* _Collection entries_:
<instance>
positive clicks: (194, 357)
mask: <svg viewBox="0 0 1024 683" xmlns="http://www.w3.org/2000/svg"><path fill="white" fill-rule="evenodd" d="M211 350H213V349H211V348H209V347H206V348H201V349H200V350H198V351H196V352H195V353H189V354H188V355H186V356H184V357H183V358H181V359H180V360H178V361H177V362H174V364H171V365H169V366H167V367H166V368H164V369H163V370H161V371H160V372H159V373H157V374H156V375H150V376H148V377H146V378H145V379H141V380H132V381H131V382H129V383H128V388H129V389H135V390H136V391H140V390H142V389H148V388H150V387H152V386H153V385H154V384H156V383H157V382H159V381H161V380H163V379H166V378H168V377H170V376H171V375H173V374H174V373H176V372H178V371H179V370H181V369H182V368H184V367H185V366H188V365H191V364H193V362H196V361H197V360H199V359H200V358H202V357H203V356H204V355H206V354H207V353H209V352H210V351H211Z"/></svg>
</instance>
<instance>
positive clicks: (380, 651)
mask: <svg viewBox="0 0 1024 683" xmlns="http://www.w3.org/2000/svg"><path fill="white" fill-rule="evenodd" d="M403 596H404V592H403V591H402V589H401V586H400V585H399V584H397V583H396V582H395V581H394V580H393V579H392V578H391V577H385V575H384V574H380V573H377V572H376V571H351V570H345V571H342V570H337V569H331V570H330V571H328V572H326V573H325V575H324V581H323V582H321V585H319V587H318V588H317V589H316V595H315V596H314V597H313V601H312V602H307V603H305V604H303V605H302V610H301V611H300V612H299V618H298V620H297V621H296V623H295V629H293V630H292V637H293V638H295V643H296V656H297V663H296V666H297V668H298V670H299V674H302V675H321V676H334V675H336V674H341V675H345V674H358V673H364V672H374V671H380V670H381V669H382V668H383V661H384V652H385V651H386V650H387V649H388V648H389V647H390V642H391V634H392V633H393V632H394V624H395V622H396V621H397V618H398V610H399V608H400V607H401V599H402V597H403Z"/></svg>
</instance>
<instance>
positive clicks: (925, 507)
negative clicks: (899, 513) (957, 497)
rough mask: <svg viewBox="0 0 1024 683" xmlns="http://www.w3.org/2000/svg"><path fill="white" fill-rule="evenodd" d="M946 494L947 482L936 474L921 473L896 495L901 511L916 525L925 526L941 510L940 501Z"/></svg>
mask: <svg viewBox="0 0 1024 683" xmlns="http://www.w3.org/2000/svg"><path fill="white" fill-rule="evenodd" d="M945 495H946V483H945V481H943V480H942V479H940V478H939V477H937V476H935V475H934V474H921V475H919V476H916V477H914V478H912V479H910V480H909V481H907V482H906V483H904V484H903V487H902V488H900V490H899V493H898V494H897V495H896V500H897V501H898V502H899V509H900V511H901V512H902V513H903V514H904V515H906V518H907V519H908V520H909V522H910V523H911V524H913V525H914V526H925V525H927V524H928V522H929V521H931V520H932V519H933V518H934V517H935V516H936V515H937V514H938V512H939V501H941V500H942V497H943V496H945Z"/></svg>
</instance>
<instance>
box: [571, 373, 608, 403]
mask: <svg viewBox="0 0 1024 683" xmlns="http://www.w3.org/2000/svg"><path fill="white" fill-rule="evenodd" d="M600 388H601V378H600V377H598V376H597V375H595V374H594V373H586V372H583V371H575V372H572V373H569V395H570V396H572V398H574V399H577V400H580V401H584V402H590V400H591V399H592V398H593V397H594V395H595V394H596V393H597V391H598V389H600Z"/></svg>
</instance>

* _ABOUT THIS EXERCISE_: Pick out each line in the rows above that includes the string "clicks" and copy it in full.

* _TASK RESPONSE_:
positive clicks: (194, 357)
positive clicks: (380, 651)
positive clicks: (925, 507)
negative clicks: (899, 513) (957, 497)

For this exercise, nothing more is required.